The top of each card shows three summary scores. They run from −100 (looks weak / sell signal) to +100 (looks strong / buy signal). Zero means neutral.

  • Fundamental Score — built from the four core business measures: Financial Health, Profitability, Growth, and Valuation. Answers: is this a fundamentally sound business at this price?
  • 🔒 Full Score — combines all the ratings: the four fundamentals plus Hype, Analyst Upside, all the Trend signals and Insider Track. Better for: when should I buy or sell?
  • 🔒 Custom Score — your own mix. Tap the row to choose which ratings to include. The score stays hidden until you upgrade.

Free users see the Full Score and Custom Score blurred next to the Fundamental Score — the actual values appear once you upgrade.

On ETF / fund cards (silver-trimmed) the top score is called Composition Score instead of Fundamental — same place, same shape, but built from things that matter for funds (expense ratio, diversification, tracking quality). See the "Funds & ETFs" section below.

What each rating means

A long bar = the signal is strong (either positive or negative). A short bar = it's close to neutral. Tap any rating below for the full explanation.

Financial Health Fundamental

How sturdy the company's balance sheet is — debt levels, ability to pay short-term bills, and how well it could survive a recession or a bad year.

* **TO DO**:
1. Decide whether each statement agrees with the score guide, answering yes or no and quoting the words that decide it: (a) A score of zero is neutral. (b) The Fundamental Score draws on Hype and Insider Track. (c) On ETF and fund cards, the top score is named Composition Score.
2. From the score guide, extract the stretch from "On ETF / fund" through "the full explanation.".

* **DATA ROWS**:
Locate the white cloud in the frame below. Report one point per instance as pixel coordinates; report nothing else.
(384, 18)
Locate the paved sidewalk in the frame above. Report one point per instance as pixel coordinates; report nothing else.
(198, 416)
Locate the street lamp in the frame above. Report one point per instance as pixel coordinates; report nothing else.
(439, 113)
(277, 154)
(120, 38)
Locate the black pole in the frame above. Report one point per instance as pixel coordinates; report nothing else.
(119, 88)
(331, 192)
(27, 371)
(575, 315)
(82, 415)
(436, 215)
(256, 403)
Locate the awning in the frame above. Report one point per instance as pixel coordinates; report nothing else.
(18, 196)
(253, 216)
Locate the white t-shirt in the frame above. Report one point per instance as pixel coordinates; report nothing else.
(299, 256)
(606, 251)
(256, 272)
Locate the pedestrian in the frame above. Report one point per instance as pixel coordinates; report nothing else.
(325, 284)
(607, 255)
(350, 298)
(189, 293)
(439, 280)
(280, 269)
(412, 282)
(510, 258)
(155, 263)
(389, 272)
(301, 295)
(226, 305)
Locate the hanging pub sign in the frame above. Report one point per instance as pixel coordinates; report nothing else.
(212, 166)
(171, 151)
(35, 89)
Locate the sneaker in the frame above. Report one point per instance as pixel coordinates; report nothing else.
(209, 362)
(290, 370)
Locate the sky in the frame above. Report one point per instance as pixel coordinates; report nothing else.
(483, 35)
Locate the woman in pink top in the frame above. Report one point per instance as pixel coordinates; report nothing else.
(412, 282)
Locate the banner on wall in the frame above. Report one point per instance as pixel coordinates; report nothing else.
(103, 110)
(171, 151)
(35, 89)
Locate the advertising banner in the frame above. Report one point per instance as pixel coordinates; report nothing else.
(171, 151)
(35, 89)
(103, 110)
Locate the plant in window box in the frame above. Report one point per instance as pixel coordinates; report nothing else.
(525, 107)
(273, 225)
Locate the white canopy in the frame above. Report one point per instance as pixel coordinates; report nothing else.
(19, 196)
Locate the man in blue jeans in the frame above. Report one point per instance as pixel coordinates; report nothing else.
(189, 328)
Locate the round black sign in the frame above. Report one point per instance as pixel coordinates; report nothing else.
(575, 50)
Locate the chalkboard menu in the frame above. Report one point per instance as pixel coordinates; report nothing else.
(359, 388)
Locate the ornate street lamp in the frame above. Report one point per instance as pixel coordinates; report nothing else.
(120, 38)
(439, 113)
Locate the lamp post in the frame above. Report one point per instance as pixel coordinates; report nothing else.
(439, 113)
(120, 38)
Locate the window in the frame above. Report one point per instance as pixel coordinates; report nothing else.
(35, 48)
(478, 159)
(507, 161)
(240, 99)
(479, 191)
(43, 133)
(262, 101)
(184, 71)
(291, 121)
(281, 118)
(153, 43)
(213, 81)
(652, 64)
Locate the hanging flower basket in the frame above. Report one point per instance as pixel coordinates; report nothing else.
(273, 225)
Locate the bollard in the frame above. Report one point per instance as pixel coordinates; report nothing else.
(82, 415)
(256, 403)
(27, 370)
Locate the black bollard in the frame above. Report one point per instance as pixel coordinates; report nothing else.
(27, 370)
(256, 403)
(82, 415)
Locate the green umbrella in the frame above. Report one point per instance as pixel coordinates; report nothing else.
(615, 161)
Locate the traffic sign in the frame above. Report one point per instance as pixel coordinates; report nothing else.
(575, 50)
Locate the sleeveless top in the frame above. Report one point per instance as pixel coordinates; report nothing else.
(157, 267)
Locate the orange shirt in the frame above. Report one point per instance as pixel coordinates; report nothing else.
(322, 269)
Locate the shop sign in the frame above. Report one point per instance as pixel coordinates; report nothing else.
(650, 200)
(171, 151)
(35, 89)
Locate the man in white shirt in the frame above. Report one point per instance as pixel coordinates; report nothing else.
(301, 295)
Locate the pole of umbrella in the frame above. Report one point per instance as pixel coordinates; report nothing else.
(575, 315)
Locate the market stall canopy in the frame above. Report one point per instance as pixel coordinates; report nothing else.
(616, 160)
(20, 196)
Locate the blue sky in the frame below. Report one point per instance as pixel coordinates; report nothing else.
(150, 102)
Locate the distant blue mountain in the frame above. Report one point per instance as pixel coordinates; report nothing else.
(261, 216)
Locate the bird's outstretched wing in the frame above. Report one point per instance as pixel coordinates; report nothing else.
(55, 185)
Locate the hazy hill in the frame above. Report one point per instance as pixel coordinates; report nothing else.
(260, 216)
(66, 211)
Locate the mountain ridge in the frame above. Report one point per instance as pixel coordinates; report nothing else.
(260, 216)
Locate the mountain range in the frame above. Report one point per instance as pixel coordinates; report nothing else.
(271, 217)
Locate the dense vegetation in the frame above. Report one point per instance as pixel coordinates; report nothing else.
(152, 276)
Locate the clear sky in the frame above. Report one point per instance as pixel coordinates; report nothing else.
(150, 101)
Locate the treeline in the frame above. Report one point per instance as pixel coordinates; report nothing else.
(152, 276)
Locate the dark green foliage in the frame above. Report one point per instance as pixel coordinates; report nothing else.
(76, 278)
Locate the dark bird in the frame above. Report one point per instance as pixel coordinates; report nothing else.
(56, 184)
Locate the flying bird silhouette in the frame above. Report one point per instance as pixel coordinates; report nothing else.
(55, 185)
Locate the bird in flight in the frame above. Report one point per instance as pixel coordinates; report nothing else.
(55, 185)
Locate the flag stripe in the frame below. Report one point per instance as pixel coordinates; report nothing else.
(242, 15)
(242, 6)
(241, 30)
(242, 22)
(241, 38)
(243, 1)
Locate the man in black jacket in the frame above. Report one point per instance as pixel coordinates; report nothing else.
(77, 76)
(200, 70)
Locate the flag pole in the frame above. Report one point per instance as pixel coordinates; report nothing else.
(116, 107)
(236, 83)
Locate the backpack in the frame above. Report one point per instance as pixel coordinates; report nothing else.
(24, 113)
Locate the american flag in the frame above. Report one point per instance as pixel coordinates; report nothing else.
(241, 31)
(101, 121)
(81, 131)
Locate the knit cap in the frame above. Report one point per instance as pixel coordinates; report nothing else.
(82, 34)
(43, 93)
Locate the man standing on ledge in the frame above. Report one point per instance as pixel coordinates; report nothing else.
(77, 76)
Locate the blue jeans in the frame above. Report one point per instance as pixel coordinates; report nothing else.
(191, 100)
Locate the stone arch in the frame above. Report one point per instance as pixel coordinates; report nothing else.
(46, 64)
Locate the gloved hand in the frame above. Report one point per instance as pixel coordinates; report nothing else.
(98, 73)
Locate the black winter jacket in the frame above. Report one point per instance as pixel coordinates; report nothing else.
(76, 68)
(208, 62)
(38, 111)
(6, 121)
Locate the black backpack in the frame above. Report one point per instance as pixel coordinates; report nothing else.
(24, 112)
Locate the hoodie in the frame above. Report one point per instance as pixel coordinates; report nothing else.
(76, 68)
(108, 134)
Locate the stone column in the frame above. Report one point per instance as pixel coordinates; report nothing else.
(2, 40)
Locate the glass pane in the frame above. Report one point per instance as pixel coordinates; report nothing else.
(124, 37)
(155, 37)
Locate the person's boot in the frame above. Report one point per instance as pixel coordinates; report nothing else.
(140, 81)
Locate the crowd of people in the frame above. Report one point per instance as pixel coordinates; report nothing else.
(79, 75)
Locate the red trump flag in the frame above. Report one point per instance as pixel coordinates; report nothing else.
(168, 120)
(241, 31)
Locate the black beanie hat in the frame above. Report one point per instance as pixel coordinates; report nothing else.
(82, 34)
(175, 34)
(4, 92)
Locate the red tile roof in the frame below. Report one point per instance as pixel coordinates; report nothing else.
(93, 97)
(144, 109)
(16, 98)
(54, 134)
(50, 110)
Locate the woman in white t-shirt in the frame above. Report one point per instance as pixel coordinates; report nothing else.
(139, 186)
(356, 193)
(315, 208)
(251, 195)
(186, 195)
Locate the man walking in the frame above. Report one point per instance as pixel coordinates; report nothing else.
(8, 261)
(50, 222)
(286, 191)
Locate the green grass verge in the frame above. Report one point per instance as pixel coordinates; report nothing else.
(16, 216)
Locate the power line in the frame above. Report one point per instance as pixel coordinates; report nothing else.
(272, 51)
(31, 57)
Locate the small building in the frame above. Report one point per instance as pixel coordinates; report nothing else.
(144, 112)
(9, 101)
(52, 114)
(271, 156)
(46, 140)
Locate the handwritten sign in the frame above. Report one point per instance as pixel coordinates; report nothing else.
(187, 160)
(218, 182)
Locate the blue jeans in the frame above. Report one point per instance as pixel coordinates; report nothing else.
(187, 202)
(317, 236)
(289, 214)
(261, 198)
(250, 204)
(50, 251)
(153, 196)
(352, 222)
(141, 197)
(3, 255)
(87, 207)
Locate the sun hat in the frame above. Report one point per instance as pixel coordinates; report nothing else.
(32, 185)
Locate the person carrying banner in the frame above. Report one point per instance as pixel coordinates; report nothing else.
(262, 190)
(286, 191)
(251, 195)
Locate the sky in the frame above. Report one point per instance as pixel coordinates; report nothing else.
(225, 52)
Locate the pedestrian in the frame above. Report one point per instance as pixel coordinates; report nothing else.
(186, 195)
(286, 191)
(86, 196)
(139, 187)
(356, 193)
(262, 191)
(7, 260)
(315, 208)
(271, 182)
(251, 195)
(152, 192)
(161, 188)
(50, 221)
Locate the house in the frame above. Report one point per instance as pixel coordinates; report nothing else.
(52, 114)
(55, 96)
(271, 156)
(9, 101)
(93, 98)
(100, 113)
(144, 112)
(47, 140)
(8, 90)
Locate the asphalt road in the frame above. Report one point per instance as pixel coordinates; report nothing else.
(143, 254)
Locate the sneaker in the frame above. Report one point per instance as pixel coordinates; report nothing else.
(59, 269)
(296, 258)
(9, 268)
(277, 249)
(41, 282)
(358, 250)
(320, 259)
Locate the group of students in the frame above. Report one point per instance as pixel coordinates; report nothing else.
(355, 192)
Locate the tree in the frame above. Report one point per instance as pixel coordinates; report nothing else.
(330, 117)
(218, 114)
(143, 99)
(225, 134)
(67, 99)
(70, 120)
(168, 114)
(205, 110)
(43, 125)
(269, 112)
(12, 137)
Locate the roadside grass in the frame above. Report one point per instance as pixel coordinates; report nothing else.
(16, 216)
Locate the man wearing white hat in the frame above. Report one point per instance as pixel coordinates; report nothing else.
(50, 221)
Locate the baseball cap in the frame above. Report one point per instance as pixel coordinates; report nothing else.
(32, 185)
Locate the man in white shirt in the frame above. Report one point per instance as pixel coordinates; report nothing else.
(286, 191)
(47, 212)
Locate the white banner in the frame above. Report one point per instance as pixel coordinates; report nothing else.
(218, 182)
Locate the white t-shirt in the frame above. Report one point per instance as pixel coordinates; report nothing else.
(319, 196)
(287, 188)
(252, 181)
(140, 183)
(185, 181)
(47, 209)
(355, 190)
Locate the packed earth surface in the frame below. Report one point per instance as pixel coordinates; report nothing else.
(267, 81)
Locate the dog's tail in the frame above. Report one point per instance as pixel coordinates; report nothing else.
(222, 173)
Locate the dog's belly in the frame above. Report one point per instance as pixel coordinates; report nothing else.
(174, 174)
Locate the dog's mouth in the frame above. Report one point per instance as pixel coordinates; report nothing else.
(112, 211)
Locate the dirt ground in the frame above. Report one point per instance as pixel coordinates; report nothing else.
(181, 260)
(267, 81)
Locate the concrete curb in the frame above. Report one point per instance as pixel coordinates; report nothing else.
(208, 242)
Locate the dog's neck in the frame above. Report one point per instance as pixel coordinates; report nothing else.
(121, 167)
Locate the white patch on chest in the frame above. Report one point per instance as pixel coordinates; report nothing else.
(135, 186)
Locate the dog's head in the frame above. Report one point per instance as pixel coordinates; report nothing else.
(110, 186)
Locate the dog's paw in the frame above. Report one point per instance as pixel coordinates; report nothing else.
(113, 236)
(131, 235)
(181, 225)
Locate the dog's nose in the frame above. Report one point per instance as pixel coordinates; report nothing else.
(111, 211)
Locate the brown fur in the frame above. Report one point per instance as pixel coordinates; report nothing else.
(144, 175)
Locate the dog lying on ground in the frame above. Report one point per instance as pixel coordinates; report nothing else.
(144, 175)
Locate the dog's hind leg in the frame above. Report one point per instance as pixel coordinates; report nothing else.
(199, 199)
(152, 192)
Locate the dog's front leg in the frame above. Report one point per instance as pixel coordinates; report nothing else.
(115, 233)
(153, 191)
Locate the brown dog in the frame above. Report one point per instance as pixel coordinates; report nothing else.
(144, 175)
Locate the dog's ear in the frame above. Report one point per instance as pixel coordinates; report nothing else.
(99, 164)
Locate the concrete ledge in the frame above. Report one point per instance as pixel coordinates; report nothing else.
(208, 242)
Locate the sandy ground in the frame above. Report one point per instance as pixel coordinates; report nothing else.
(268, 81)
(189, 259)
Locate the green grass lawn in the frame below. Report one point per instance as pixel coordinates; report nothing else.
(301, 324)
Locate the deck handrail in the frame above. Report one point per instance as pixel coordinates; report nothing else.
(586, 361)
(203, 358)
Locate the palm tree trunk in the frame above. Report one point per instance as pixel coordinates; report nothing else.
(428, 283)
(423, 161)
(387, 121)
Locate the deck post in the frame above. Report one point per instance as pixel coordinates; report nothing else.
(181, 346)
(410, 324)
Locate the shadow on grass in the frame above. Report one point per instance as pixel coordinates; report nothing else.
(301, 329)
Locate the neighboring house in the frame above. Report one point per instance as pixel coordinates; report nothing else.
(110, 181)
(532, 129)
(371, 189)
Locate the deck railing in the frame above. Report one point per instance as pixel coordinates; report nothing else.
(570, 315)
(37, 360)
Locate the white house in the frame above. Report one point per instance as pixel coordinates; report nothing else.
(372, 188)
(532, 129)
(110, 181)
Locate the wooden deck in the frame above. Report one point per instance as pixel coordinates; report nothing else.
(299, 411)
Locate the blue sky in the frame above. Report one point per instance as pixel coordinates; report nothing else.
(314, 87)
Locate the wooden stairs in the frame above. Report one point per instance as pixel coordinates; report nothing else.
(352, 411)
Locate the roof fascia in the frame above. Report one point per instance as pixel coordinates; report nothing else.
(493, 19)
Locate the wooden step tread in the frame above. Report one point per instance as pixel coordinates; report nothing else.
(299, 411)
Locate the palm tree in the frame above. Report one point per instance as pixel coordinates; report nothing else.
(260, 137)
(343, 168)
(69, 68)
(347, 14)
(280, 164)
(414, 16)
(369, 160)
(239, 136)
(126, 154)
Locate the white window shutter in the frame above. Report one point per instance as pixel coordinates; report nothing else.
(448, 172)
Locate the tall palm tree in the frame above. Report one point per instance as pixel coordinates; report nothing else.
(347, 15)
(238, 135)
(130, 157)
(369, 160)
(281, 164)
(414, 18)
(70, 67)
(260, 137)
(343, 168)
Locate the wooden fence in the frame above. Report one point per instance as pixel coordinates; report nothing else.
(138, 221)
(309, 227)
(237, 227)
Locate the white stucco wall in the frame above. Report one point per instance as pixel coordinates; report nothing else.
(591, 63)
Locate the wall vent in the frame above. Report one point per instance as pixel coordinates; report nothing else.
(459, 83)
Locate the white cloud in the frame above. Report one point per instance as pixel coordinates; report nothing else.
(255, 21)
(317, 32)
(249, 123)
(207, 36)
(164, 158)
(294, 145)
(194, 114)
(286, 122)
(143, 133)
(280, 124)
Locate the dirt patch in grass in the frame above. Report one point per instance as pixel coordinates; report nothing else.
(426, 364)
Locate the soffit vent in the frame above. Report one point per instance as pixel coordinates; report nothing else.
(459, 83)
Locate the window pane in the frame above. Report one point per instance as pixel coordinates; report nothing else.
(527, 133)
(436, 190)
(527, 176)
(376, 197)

* **FINAL RESULTS**:
1.
(a) Yes: "Zero means neutral."
(b) No: "built from the four core business measures: Financial Health, Profitability, Growth, and Valuation."
(c) Yes: "the top score is called Composition Score instead of Fundamental"

2.
On ETF / fund cards (silver-trimmed) the top score is called Composition Score instead of Fundamental — same place, same shape, but built from things that matter for funds (expense ratio, diversification, tracking quality). See the "Funds & ETFs" section below.

What each rating means

A long bar = the signal is strong (either positive or negative). A short bar = it's close to neutral. Tap any rating below for the full explanation.